EXERCISE REQUIREMENTS:
Copy out the records again. Change nothing.

RECORDS PROVIDED:
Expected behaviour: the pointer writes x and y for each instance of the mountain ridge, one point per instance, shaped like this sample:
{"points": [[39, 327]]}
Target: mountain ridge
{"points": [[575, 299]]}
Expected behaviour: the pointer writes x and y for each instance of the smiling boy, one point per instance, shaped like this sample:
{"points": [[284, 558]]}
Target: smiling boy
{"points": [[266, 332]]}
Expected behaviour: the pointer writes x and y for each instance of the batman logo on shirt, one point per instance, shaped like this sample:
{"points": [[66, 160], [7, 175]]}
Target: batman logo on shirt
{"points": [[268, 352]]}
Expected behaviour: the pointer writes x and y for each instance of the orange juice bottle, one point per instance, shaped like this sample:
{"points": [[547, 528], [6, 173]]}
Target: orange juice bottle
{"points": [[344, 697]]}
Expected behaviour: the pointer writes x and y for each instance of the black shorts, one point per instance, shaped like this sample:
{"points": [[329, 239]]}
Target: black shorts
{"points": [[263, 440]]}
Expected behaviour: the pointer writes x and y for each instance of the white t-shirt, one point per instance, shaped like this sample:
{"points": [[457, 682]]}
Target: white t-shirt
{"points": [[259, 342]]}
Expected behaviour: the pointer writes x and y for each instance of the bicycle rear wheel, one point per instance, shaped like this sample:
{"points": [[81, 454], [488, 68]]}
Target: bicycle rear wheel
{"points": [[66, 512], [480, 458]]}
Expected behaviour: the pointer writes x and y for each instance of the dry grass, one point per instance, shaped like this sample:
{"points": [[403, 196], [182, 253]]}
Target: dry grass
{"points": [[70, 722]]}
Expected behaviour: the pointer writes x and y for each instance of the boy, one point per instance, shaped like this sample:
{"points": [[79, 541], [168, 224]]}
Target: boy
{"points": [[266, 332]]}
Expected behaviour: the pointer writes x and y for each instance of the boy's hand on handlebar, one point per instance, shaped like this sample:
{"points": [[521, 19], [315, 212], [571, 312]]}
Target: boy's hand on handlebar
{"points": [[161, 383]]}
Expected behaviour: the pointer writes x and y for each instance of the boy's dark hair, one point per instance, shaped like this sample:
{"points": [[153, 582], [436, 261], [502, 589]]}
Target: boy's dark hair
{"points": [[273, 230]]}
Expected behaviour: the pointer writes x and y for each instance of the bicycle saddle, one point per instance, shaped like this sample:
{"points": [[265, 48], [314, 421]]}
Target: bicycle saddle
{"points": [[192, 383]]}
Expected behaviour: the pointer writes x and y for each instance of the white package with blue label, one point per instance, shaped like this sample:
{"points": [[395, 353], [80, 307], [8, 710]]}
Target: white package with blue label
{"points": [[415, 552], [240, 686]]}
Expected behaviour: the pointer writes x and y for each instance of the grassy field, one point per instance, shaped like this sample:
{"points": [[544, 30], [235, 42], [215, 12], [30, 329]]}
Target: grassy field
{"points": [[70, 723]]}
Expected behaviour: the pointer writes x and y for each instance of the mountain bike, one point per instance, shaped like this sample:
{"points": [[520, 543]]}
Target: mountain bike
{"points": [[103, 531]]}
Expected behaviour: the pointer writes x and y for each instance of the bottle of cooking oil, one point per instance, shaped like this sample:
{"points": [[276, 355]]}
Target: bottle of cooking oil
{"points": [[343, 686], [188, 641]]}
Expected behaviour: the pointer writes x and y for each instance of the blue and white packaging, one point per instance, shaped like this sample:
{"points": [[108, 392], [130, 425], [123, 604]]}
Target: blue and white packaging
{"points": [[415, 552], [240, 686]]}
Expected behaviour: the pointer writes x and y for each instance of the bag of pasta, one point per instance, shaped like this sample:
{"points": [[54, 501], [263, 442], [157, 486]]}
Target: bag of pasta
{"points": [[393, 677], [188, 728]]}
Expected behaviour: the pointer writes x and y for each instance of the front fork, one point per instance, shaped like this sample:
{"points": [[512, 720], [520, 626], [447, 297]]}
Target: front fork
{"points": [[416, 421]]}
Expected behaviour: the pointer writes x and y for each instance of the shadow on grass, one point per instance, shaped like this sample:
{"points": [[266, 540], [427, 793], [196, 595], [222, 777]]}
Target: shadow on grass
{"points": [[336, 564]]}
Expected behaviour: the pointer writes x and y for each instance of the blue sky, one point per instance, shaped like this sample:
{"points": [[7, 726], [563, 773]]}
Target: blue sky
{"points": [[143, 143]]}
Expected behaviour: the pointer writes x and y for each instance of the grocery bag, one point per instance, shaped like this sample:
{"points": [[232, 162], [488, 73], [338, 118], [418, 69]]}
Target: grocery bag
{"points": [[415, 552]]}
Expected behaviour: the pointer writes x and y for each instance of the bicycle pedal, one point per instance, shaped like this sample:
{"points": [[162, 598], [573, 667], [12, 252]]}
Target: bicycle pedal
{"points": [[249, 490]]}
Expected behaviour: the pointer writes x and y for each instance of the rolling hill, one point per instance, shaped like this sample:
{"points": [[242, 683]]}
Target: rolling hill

THE ANSWER:
Expected behaviour: the pointer writes x and y for each instance of the mountain ridge, one point per instance, shaped like this sample:
{"points": [[39, 327]]}
Target: mountain ridge
{"points": [[575, 299]]}
Expected behaviour: the pointer writes x and y for each instance of the smiling boy, one point per instance, shaped like this sample:
{"points": [[284, 558]]}
Target: smiling boy
{"points": [[266, 332]]}
Expected behaviour: the pointer writes x and y for each instance of the batman logo on shirt, one point per instance, shaped like this sample:
{"points": [[66, 160], [7, 175]]}
Target: batman logo on shirt
{"points": [[268, 352]]}
Expected behaviour: the pointer writes x and y for each instance of the orange juice bottle, one point per instance, shaped like this sample:
{"points": [[547, 528], [6, 173]]}
Target: orange juice bottle
{"points": [[344, 697]]}
Expected behaviour: the pointer writes x and y for each instance of the black shorts, one point per instance, shaped like this sample:
{"points": [[329, 239]]}
Target: black shorts
{"points": [[263, 440]]}
Expected behaviour: the pointer writes x and y for each instance of the white t-shirt, one point per instance, shaped like this sample:
{"points": [[457, 682]]}
Target: white t-shirt
{"points": [[259, 342]]}
Expected behaviour: the pointer writes x and y for each instance of the bicycle rear wheel, one point per instance, shaped like this sample:
{"points": [[81, 454], [488, 68]]}
Target: bicycle rear wheel
{"points": [[66, 512], [480, 458]]}
Expected behaviour: the pointer writes x and y for each instance of the dry grass, one point per instance, shaped like this sample:
{"points": [[403, 196], [182, 253]]}
Target: dry grass
{"points": [[70, 722]]}
Expected behaviour: the pointer writes x and y for each instance of the boy, one point per instance, shaped like this sample:
{"points": [[79, 541], [168, 224]]}
Target: boy
{"points": [[266, 332]]}
Expected behaviour: the pointer writes x and y for each instance of the boy's hand on handlebar, one point per instance, shaped like this sample:
{"points": [[521, 19], [315, 212], [571, 312]]}
Target: boy's hand on handlebar
{"points": [[161, 383]]}
Expected behaviour: the pointer writes x and y for each instance of the boy's dark hair, one point per instance, shaped like this sample:
{"points": [[153, 582], [436, 261], [502, 589]]}
Target: boy's dark hair
{"points": [[273, 230]]}
Expected behaviour: the pointer writes x and y for each instance of the bicycle saddle, one point per instance, shaped like this sample:
{"points": [[265, 48], [314, 421]]}
Target: bicycle saddle
{"points": [[192, 383]]}
Expected behaviour: the pointer writes x and y for each instance of the white package with blue label, one point per instance, shaped like this sample:
{"points": [[395, 353], [80, 307], [8, 710]]}
Target: white package with blue label
{"points": [[415, 552], [240, 686]]}
Expected behaviour: the pointer writes x and y for each instance of the grassy field, one point per instance, shaped like this sample:
{"points": [[544, 30], [235, 42], [215, 12], [30, 329]]}
Target: grassy field
{"points": [[70, 723]]}
Expected behaviour: the pointer writes x and y for each instance of the mountain bike, one point per instance, shaped like this sample:
{"points": [[520, 543]]}
Target: mountain bike
{"points": [[103, 531]]}
Expected behaviour: the pointer writes x and y for each instance of the bottle of cooking oil, one point per instance, shaped like this sample:
{"points": [[276, 355]]}
Target: bottle of cooking oil
{"points": [[343, 686], [188, 641]]}
Expected behaviour: the pointer writes x and y for each instance of the blue and white packaging, one point per instance, shaped like this sample:
{"points": [[108, 392], [130, 425], [123, 604]]}
Target: blue and white packaging
{"points": [[415, 552], [240, 686]]}
Expected behaviour: the pointer writes x and y for each instance of the bag of pasta, one point per instance, shaped like this sample:
{"points": [[54, 501], [263, 442], [157, 486]]}
Target: bag of pasta
{"points": [[393, 677], [188, 728]]}
Expected behaviour: the pointer writes x and y for each instance of the front fork, one point per instance, shaped like this sample:
{"points": [[512, 720], [520, 626], [447, 297]]}
Target: front fork
{"points": [[416, 421]]}
Expected behaviour: the pointer writes x and y for each instance of the shadow on grass, one point per instance, shaped like this sample:
{"points": [[266, 540], [427, 793], [196, 595], [222, 777]]}
Target: shadow on grass
{"points": [[336, 564]]}
Expected behaviour: the pointer writes x and y for each instance of the blue sky, one point per instance, shaped like this sample:
{"points": [[7, 726], [563, 773]]}
Target: blue sky
{"points": [[143, 143]]}
Expected behaviour: the pointer writes x and y for each instance of the grocery bag, one point per instance, shaped like this sample:
{"points": [[232, 162], [488, 73], [338, 118], [418, 69]]}
Target: grocery bag
{"points": [[415, 552]]}
Expected behaviour: the pointer writes x and y for each instance of the bicycle pedal, one point per instance, shaped like this sample:
{"points": [[162, 598], [573, 667], [12, 252]]}
Target: bicycle pedal
{"points": [[249, 490]]}
Expected behaviour: the pointer writes x and y for each instance of the rolling hill, one point per instance, shaped like this sample:
{"points": [[242, 683]]}
Target: rolling hill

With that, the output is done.